Labeled region listing

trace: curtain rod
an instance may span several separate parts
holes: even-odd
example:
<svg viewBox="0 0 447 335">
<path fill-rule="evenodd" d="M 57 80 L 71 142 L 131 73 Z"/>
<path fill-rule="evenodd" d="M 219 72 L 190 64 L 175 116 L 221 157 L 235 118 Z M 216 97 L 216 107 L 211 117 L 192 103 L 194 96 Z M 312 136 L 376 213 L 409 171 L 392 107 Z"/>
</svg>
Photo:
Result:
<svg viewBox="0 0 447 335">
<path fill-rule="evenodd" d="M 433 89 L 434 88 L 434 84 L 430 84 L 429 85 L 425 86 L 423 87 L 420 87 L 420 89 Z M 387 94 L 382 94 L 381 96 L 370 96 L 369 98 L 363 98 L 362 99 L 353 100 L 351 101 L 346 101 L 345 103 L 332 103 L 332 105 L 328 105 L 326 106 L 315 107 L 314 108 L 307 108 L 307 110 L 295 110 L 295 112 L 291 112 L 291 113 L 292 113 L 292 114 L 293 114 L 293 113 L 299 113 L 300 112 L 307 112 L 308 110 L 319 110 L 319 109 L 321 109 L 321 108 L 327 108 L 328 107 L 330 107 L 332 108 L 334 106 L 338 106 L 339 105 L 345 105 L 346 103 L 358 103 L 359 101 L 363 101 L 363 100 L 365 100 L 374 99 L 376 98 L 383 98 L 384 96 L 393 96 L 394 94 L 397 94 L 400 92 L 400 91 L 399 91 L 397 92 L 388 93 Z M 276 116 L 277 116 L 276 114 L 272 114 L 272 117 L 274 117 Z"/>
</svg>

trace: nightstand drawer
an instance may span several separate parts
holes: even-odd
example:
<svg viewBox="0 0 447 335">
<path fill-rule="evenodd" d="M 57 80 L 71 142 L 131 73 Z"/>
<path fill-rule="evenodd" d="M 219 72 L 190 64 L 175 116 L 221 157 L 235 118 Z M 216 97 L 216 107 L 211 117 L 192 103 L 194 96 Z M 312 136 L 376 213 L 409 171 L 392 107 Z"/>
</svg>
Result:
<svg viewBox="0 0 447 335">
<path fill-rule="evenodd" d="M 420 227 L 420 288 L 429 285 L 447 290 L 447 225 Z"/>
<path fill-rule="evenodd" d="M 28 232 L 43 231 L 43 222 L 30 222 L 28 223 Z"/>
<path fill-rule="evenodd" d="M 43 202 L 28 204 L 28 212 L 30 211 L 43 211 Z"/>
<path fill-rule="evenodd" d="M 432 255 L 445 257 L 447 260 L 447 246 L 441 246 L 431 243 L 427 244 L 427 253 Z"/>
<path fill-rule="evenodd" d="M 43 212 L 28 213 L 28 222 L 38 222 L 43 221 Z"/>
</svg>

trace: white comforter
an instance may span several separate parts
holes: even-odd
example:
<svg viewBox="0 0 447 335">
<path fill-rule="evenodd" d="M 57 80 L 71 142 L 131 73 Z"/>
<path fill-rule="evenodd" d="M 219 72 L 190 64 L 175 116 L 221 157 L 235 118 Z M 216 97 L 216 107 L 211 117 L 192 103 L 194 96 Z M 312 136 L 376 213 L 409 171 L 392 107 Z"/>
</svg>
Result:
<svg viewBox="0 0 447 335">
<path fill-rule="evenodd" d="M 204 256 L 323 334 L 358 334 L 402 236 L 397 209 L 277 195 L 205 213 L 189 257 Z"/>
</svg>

#### WHAT THIS TASK INVOLVES:
Output every line from the line containing "trace: nightstand drawer" through the end of the listing as a JSON array of strings, one string per line, omitting blank lines.

#### SOLVED EXERCISE:
[
  "trace: nightstand drawer",
  "an instance may span several separate parts",
  "holes: even-odd",
  "example:",
  "<svg viewBox=\"0 0 447 335\">",
  "<path fill-rule=\"evenodd\" d=\"M 57 80 L 71 142 L 131 73 Z\"/>",
  "<path fill-rule=\"evenodd\" d=\"M 219 72 L 190 64 L 175 116 L 221 157 L 235 118 Z M 216 97 L 216 107 L 211 117 L 192 103 L 194 96 Z M 312 136 L 376 213 L 409 171 L 392 107 Z\"/>",
  "</svg>",
  "Result:",
  "<svg viewBox=\"0 0 447 335\">",
  "<path fill-rule=\"evenodd\" d=\"M 420 227 L 420 288 L 429 285 L 447 290 L 447 225 Z\"/>",
  "<path fill-rule=\"evenodd\" d=\"M 28 232 L 43 231 L 43 222 L 30 222 L 28 223 Z\"/>",
  "<path fill-rule=\"evenodd\" d=\"M 43 202 L 28 204 L 28 212 L 30 211 L 43 211 Z\"/>",
  "<path fill-rule=\"evenodd\" d=\"M 432 255 L 445 257 L 447 260 L 447 246 L 441 246 L 431 243 L 427 244 L 427 253 Z\"/>",
  "<path fill-rule=\"evenodd\" d=\"M 43 212 L 28 213 L 28 222 L 38 222 L 43 221 Z\"/>",
  "</svg>",
  "trace: white comforter",
  "an instance may span several separate parts",
  "holes: even-odd",
  "example:",
  "<svg viewBox=\"0 0 447 335\">",
  "<path fill-rule=\"evenodd\" d=\"M 57 80 L 71 142 L 131 73 Z\"/>",
  "<path fill-rule=\"evenodd\" d=\"M 219 72 L 190 64 L 175 116 L 221 157 L 235 118 Z M 216 97 L 216 107 L 211 117 L 192 103 L 194 96 Z M 312 136 L 376 213 L 409 171 L 392 107 Z\"/>",
  "</svg>",
  "Result:",
  "<svg viewBox=\"0 0 447 335\">",
  "<path fill-rule=\"evenodd\" d=\"M 204 256 L 323 334 L 358 334 L 402 236 L 397 209 L 277 195 L 205 213 L 189 257 Z\"/>",
  "</svg>"
]